== Material for this task

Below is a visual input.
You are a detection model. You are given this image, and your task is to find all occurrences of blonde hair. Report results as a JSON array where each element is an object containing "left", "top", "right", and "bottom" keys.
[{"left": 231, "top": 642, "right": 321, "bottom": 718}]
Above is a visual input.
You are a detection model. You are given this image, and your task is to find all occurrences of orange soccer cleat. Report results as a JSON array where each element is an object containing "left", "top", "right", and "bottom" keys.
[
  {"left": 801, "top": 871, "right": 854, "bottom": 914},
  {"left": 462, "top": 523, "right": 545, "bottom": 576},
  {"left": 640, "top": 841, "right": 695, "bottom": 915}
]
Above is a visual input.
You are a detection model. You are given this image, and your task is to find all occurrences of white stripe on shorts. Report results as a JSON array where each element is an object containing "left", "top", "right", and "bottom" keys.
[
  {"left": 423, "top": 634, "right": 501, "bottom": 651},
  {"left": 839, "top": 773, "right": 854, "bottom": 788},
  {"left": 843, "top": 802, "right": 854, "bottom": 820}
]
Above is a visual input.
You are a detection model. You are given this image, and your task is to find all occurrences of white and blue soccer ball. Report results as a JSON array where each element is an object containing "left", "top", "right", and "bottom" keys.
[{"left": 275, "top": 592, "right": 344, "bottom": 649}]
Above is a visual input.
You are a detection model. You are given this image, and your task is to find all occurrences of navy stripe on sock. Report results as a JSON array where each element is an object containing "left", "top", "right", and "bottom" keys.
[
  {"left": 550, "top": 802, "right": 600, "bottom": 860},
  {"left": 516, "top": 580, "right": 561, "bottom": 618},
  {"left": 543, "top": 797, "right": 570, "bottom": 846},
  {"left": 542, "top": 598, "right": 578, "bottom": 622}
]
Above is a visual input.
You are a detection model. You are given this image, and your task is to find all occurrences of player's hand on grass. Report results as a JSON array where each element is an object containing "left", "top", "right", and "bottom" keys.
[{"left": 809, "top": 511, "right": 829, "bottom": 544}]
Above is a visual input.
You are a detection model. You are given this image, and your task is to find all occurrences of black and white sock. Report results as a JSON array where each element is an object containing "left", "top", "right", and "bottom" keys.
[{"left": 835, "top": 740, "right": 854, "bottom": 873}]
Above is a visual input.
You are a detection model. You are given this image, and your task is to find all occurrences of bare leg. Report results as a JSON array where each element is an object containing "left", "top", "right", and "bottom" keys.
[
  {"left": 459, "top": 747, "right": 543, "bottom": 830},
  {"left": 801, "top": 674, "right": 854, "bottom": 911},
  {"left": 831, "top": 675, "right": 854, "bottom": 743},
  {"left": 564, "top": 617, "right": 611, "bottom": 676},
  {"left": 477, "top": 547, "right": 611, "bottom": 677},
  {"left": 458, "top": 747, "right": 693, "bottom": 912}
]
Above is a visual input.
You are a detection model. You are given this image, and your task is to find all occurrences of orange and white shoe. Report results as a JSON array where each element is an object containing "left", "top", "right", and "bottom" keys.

====

Work order:
The listing above needs to be retyped. Reproduce every line exactly.

Reply to the task:
Below is a visual input.
You are a detection model. You are given this image, and your task is to find all occurrences of blonde hair. Report results as a JSON array where each element is an object containing "left", "top", "right", and "bottom" keys.
[{"left": 231, "top": 642, "right": 321, "bottom": 718}]
Above is a visual input.
You are a detection model. You are given this image, and your task is to find all occurrences of orange soccer cleat. Report results as a JSON array where each element is an object containing "left", "top", "right", and "bottom" keys.
[
  {"left": 801, "top": 871, "right": 854, "bottom": 914},
  {"left": 462, "top": 523, "right": 545, "bottom": 576},
  {"left": 640, "top": 841, "right": 695, "bottom": 915}
]
Above is a visual input.
You are a detection model. You are given this image, and your task is to find all occurrences of white stripe on shorts. Report results as a JSON array where each element is an object containing "left", "top", "right", and "bottom" keys.
[
  {"left": 423, "top": 634, "right": 501, "bottom": 651},
  {"left": 839, "top": 773, "right": 854, "bottom": 788},
  {"left": 843, "top": 802, "right": 854, "bottom": 820}
]
Above is a visual input.
You are a detection model. You are given this image, and your task is to find all occurrences of white and blue soccer ball. Report results as a JSON array where each element is an object containing "left", "top", "right", and "bottom" keys.
[{"left": 275, "top": 592, "right": 344, "bottom": 649}]
Above is a visual input.
You are a detection model. You are given this image, and your task is to find all occurrences of navy stripe on sock. Report results as a JSON array where each element is an object containing "left", "top", "right", and "bottom" keys.
[
  {"left": 550, "top": 802, "right": 600, "bottom": 860},
  {"left": 516, "top": 580, "right": 561, "bottom": 618},
  {"left": 543, "top": 797, "right": 570, "bottom": 846},
  {"left": 542, "top": 598, "right": 578, "bottom": 622}
]
Above is a visual input.
You are a detection model. You are given this image, and your task is to find all occurrences of player's hand on grass. Report results as a JSON array where each element is an object containing "left", "top", "right", and "bottom" keys.
[{"left": 809, "top": 511, "right": 829, "bottom": 544}]
Above is a visual input.
You are a detection model. You are given this image, and your task is to find all occurrences of black and white sock. Report results as a JSON array where each element is an object containing "left", "top", "right", and "bottom" keys.
[{"left": 835, "top": 740, "right": 854, "bottom": 873}]
Above is a visual input.
You are a detection model. You are given this image, and your task is to find all occurrences of bare leg. Report results as a JSON array where each element is an object containing "left", "top", "right", and "bottom" keys.
[
  {"left": 459, "top": 747, "right": 543, "bottom": 830},
  {"left": 801, "top": 674, "right": 854, "bottom": 911},
  {"left": 831, "top": 675, "right": 854, "bottom": 743},
  {"left": 564, "top": 617, "right": 611, "bottom": 676},
  {"left": 477, "top": 547, "right": 611, "bottom": 677},
  {"left": 458, "top": 747, "right": 693, "bottom": 912}
]
Above is a visual input.
You are a detection model. You are given this image, and your task is to find all occurrences of orange and white shoe. Report results as a JSON array where each element is an object containing "left", "top", "right", and "bottom" keys.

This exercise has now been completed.